Your goal:
Please copy all of the following items word for word, omitting the pictures.

Provided data:
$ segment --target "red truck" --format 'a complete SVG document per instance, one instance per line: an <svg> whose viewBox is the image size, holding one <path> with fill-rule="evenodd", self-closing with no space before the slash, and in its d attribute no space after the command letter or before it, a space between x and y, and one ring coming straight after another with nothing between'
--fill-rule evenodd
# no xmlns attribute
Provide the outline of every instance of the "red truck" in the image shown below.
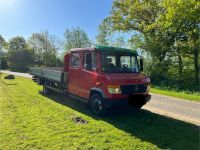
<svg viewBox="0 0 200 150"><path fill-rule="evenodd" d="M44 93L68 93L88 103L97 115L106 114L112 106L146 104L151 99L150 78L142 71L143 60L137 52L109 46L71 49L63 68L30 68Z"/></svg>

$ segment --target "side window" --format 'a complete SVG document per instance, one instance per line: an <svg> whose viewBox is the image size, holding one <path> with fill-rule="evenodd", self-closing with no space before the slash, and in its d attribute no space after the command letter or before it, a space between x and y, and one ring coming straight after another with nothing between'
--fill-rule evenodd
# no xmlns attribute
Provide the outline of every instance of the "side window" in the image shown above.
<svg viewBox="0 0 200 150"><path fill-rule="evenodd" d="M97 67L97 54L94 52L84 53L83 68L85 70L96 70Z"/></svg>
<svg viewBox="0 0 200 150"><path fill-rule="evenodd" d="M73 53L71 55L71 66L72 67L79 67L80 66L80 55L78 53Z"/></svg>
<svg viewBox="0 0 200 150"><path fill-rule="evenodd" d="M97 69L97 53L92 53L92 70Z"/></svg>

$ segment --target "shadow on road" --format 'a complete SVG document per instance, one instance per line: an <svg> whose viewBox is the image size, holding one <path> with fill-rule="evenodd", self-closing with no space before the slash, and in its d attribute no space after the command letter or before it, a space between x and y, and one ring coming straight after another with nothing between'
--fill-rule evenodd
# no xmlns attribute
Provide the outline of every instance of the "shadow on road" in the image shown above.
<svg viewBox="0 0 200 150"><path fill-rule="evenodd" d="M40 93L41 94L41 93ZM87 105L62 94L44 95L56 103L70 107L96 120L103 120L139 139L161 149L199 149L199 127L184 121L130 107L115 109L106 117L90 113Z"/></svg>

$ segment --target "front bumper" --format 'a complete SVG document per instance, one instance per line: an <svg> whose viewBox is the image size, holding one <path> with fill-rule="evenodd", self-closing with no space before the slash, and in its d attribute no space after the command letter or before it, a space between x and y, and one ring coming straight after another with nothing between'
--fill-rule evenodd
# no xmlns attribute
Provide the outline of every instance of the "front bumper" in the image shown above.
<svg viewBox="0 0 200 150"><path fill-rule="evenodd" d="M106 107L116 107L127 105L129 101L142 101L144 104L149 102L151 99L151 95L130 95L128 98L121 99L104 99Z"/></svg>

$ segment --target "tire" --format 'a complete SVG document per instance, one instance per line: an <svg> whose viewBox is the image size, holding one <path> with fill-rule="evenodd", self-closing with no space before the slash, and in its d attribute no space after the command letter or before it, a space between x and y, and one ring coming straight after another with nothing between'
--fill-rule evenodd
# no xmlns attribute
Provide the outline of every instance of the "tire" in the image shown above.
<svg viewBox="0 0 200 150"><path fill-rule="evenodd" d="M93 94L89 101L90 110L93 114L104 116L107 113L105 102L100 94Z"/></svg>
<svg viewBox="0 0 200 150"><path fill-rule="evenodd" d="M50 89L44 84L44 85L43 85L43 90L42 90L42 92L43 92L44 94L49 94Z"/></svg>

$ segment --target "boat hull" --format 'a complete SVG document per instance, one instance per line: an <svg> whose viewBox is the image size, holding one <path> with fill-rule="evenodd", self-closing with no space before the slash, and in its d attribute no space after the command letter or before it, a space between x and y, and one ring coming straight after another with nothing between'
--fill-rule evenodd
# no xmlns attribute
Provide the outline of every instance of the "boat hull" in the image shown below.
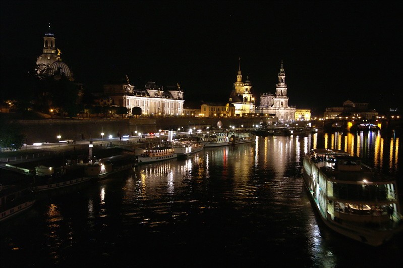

Solved exercise:
$ segment --target "red truck" --format 'a complete SVG document per instance, one instance per line: an <svg> whose viewBox is the image size, holding one <path> with fill-rule="evenodd", self-closing with no space before the slash, and in its d attribute no space after the command letter or before it, a space between x and y, and one ring coming straight after another with nothing between'
--fill-rule evenodd
# no xmlns attribute
Provide the outline of every instance of the "red truck" in the image shown below.
<svg viewBox="0 0 200 150"><path fill-rule="evenodd" d="M44 93L68 93L88 103L97 115L106 114L112 106L146 104L151 99L150 78L142 71L143 60L137 52L109 46L71 49L63 68L30 68Z"/></svg>

$ segment --target "side window" --format 'a complete SVG document per instance, one instance per line: an <svg> whose viewBox is the image size, holding one <path> with fill-rule="evenodd", self-closing with no space before the slash, and in its d attribute no space after the command letter or before it, a space between x and y, and one ring coming straight after another with nothing between'
--fill-rule evenodd
# no xmlns attribute
Provide the outline of every instance of the "side window" in the image shown above.
<svg viewBox="0 0 200 150"><path fill-rule="evenodd" d="M97 67L97 54L94 52L84 53L83 68L85 70L96 70Z"/></svg>
<svg viewBox="0 0 200 150"><path fill-rule="evenodd" d="M73 53L71 55L71 66L72 67L79 67L80 66L80 55L78 53Z"/></svg>
<svg viewBox="0 0 200 150"><path fill-rule="evenodd" d="M97 69L97 53L92 53L92 70Z"/></svg>

$ segment --target "shadow on road" --format 'a complete SVG document per instance, one instance per line: an <svg> whose viewBox is the image size, holding one <path> with fill-rule="evenodd", self-closing with no space before the slash, and in its d attribute no space after the command letter or before it, a space between x and y, and one ring coming straight after another with nothing between'
--fill-rule evenodd
# no xmlns attribute
Provide the outline of every instance of the "shadow on road" in the image shown above.
<svg viewBox="0 0 200 150"><path fill-rule="evenodd" d="M40 93L41 94L41 93ZM87 105L62 94L44 95L56 103L70 107L96 120L103 120L139 139L161 149L199 149L199 127L184 121L130 107L115 109L106 117L90 113Z"/></svg>

$ segment --target "front bumper" --format 'a complete SVG document per instance, one instance per line: an <svg> whose viewBox is the image size, holding one <path> with fill-rule="evenodd", self-closing with no space before the slash, and in its d attribute no space after the command letter or before it, a space between x and y, and one ring coming straight after another with nothing between'
--fill-rule evenodd
# no xmlns attribute
Provide the outline of every instance of the "front bumper" in the image shown above.
<svg viewBox="0 0 200 150"><path fill-rule="evenodd" d="M106 107L116 107L127 105L129 101L142 101L144 104L149 102L151 99L151 95L130 95L128 98L121 99L104 99Z"/></svg>

$ segment --target "tire" --format 'a complete SVG document per instance, one instance per line: an <svg> whose viewBox is the image size, holding one <path> with fill-rule="evenodd", self-closing with no space before the slash, and in its d attribute no space after the command letter or before it, a space between x and y, and one ring coming straight after another with nothing between'
--fill-rule evenodd
# no xmlns attribute
Provide the outline of every instance of the "tire" in the image shown above.
<svg viewBox="0 0 200 150"><path fill-rule="evenodd" d="M93 94L89 101L90 110L93 114L104 116L107 113L105 102L100 94Z"/></svg>
<svg viewBox="0 0 200 150"><path fill-rule="evenodd" d="M50 89L44 84L44 85L43 85L43 90L42 90L42 92L43 92L44 94L49 94Z"/></svg>

$ segment --target "boat hull" --format 'a complete SVG document per instance, one instance per line: an <svg> whose viewBox is the image size, holding one <path> with fill-rule="evenodd", self-closing with no space before the slash, and in its d attribute no space after the command letter or before it, a space between x and y, and one ring coming straight after another with nothing between'
--fill-rule evenodd
# no xmlns attribute
Provide the outline of every instance of the "boat hull" in the image shown below.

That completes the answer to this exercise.